• EXERCISE TASKS:
A. In the article about the AT&T workers' protest, on which street was the AT&T store where the employees gathered?
B. Reproduce the part of the article about the AT&T workers' protest that opens with the words containing "Employees hold local" and closes with "a fair contract.".

• READING TEXT:
'''
Communications workers of America

Jan. 25th Start of Bargaining!

Employees hold local protest

A little over a dozen AT&T and labor union employees gathered outside the AT&T store on West Henderson Avenue waiving signs and voicing their frustrations over what they say is the telecommunications conglomerate not giving them a fair contract.

One such employee was Zachary Couch, the first vice president of the Communications Workers of America.

Couch, who represents AT&T and other communication organization members in the Central Valley, said so far he and others have been going to different stores once a week protesting what he says is unfair treatment by AT&T.

“We are just trying to get the mobility side of AT&T a fair contract,” Couch said. “Mobility, from our point of view, haven’t had a fair contract since the inception and we are just trying to get the ball rolling for the state of California, Nevada and Hawaii and we are trying to get them moving and getting these members what they deserve.”

Couch said other contracts AT&T is slowly trying to bargain, which he and many others think is unfair, is the DIRECTV contract and the AT&T Core contract.

“We’ve been waiting over a year in the core contract and the DIRECTV has been waiting almost a year for a contract and it is just time for us to get our side of the pie since we are the ones providing all the income to the company,” Couch said. “Normally contracts should be over in a couple of months if we feel that the company is doing things right, but our main core contract, it will actually be a year on April 9 since we have had a contract.”

Sunday, April 9 is also the day hundreds of AT&T technicians, call center representatives and other workers will converge in San Jose at noon in front of an AT&T store to protest the company’s continued efforts to shortchange customers and employees and call for the company to settle on a fair contract, they say.
'''
Data records
'''
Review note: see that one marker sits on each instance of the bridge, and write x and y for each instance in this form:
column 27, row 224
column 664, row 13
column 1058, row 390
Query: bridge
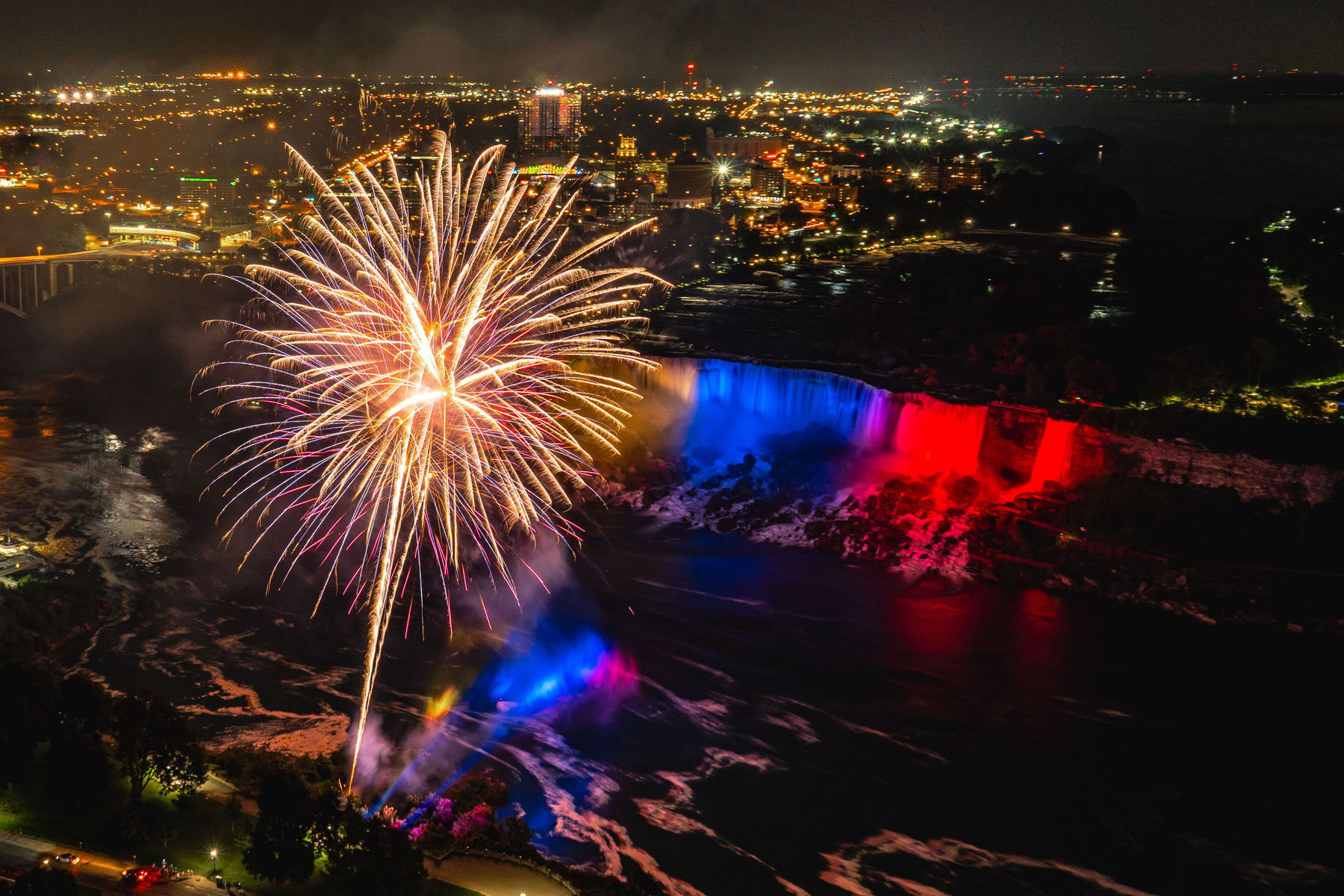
'''
• THE SOLUTIONS:
A. West Henderson Avenue

B.
Employees hold local protest

A little over a dozen AT&T and labor union employees gathered outside the AT&T store on West Henderson Avenue waiving signs and voicing their frustrations over what they say is the telecommunications conglomerate not giving them a fair contract.